• **TASK MATERIAL**:
/---

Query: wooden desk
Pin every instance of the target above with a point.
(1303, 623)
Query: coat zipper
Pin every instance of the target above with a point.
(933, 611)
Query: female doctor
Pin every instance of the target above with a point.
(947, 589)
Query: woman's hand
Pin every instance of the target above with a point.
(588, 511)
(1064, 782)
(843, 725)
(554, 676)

\---
/---

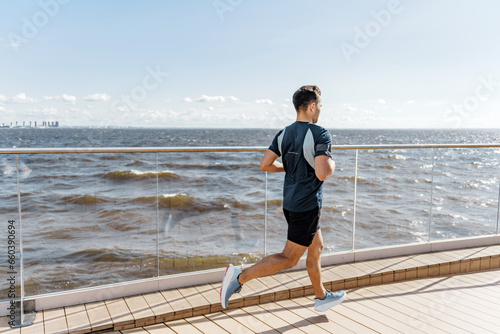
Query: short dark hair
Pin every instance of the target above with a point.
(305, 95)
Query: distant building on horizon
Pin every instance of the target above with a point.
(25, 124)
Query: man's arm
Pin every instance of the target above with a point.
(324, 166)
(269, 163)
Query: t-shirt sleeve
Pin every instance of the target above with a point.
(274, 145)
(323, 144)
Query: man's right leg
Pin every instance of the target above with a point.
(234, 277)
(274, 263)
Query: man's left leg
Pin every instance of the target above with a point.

\---

• **WHAT THIS TASK INVOLVES**: Return solely the count of lines in the data above in which the word "Query" occurs.

• **OUTPUT OF THE TASK**: 10